Stored data
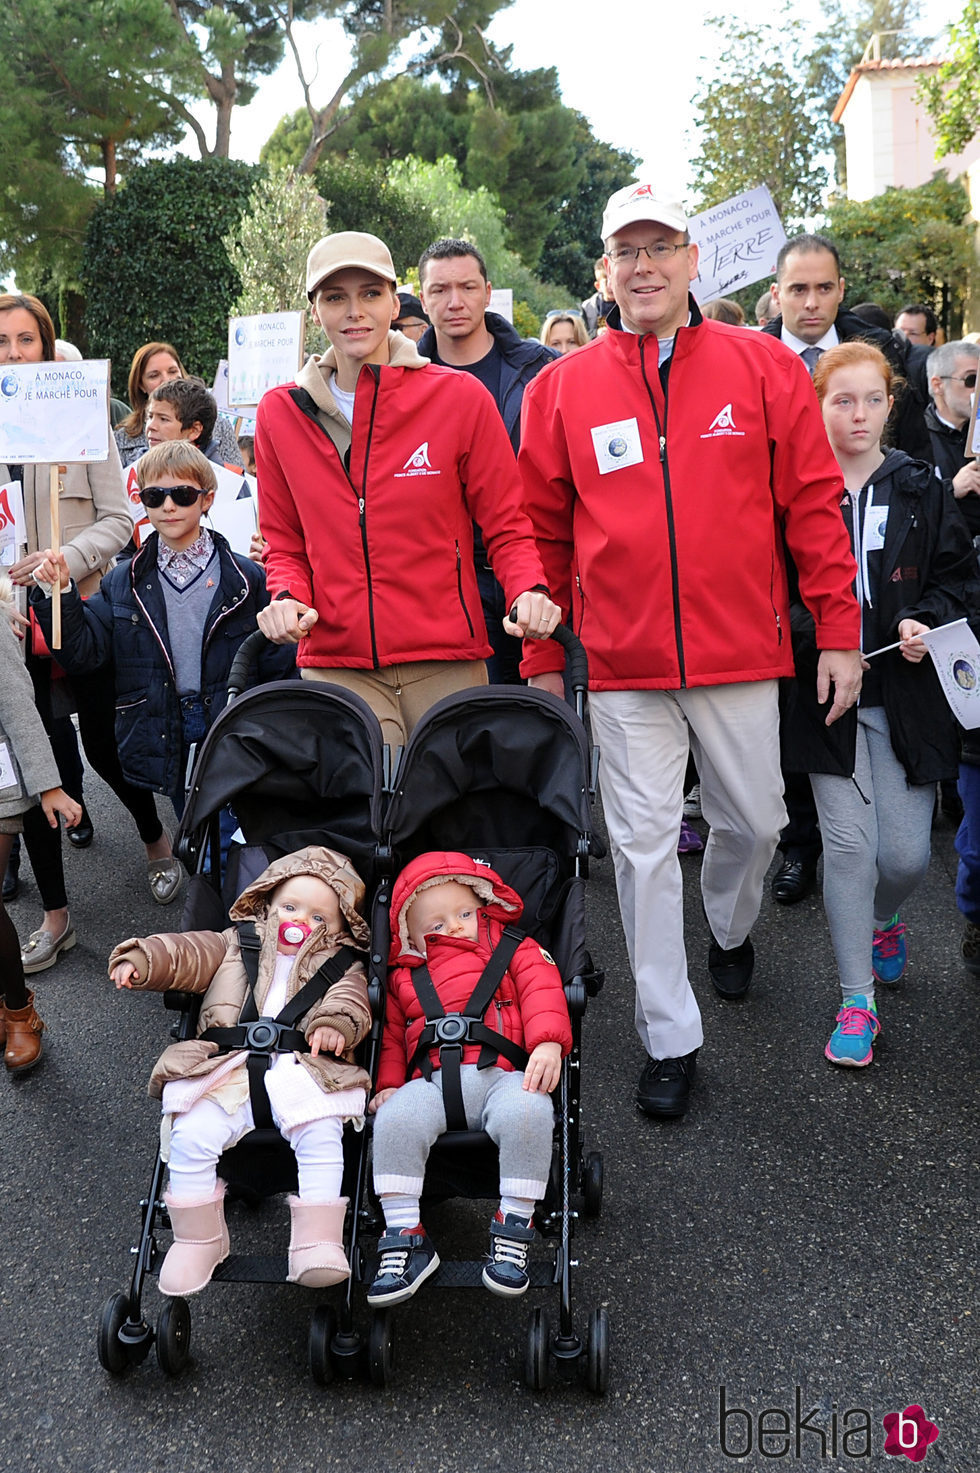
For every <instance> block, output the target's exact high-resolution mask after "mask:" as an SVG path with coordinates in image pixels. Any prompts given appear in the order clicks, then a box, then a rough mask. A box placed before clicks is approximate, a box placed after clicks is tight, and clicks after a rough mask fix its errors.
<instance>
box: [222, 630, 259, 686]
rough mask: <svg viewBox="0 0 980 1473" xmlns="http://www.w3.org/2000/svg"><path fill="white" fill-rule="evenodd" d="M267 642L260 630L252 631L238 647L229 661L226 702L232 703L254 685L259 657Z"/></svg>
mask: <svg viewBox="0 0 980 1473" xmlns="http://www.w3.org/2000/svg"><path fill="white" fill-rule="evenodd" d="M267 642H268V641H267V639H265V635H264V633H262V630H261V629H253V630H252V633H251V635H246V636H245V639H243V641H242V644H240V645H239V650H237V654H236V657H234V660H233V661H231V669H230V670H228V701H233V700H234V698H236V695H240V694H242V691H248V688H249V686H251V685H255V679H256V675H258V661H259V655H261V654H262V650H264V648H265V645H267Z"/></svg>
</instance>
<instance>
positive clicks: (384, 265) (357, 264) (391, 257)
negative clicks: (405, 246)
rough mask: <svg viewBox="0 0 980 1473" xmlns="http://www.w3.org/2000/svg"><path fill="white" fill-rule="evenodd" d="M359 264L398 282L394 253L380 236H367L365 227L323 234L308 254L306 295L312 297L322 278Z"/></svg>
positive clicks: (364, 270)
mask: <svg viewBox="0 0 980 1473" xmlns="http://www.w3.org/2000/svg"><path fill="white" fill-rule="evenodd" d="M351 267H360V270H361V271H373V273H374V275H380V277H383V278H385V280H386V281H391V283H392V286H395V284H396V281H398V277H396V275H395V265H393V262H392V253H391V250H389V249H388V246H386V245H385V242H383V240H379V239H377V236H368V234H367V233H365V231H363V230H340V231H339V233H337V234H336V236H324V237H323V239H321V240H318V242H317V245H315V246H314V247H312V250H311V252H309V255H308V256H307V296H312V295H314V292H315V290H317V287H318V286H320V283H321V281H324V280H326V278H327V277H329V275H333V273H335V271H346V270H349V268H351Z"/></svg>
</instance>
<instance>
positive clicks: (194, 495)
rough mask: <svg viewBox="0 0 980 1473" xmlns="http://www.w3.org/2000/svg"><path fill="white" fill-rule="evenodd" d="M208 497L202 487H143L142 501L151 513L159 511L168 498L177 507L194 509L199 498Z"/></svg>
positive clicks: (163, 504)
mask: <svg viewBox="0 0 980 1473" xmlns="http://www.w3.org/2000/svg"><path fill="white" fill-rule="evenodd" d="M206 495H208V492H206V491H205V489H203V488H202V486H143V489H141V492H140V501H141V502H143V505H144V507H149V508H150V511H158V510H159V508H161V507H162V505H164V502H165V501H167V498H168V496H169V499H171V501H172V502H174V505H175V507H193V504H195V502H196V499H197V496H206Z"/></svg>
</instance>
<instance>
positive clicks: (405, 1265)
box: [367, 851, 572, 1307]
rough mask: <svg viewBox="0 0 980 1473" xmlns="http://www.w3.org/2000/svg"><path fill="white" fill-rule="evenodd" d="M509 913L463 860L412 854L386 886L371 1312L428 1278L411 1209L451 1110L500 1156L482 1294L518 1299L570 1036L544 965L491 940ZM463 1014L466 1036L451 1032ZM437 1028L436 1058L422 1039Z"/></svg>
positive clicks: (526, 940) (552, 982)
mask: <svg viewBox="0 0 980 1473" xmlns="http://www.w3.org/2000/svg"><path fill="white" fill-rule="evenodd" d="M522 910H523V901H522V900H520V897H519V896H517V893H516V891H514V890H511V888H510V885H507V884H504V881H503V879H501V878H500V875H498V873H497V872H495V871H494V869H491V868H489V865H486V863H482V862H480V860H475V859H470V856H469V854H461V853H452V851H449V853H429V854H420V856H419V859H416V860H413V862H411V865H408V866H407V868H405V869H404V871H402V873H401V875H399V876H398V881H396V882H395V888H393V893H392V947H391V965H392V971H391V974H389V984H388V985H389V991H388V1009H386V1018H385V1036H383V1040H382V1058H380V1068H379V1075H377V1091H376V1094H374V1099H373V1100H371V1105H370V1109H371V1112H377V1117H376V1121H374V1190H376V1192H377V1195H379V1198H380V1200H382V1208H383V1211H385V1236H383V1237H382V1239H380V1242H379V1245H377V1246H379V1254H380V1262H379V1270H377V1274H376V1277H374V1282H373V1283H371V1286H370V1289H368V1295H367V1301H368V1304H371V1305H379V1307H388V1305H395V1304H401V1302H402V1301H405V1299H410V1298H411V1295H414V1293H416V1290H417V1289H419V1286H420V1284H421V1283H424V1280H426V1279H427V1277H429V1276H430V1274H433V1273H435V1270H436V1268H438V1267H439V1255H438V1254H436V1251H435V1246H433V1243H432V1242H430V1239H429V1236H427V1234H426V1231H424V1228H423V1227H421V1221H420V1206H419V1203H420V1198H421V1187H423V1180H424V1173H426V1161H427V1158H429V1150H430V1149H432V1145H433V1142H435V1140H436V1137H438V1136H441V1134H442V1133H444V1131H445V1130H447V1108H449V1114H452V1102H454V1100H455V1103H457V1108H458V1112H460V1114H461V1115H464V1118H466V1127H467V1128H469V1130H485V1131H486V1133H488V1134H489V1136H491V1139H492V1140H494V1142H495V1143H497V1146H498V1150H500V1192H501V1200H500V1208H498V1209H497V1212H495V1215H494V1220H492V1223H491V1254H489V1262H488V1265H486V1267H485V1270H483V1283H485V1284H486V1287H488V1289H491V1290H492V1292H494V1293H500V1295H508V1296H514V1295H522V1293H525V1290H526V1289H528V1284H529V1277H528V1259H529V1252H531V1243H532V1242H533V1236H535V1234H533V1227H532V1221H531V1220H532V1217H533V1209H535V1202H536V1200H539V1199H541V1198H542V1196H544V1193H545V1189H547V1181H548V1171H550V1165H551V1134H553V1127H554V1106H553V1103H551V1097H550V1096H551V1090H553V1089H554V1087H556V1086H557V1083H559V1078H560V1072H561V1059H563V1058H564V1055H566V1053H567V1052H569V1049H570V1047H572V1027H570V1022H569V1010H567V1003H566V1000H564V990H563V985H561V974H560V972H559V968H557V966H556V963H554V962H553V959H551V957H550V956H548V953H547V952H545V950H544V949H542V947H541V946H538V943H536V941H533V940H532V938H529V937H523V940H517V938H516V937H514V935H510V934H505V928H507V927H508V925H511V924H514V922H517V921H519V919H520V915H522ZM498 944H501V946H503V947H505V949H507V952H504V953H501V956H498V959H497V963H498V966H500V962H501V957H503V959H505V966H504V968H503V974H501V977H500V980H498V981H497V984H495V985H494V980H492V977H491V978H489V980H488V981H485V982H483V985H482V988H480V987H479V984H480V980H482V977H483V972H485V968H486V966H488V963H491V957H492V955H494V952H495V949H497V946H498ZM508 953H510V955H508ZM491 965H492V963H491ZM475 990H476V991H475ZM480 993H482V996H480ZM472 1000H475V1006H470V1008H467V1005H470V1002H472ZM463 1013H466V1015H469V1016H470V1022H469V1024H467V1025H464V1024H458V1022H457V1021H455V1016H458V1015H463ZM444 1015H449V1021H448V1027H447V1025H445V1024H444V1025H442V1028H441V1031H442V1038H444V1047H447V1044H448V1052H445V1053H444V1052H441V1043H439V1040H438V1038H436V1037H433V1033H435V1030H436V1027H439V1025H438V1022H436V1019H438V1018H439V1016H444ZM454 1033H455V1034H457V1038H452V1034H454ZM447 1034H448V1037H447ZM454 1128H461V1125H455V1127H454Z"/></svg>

→ Exercise prompt: How many lines in the entries above contain the string "positive", with case counting? Reply with the number alone.

→ Your response: 6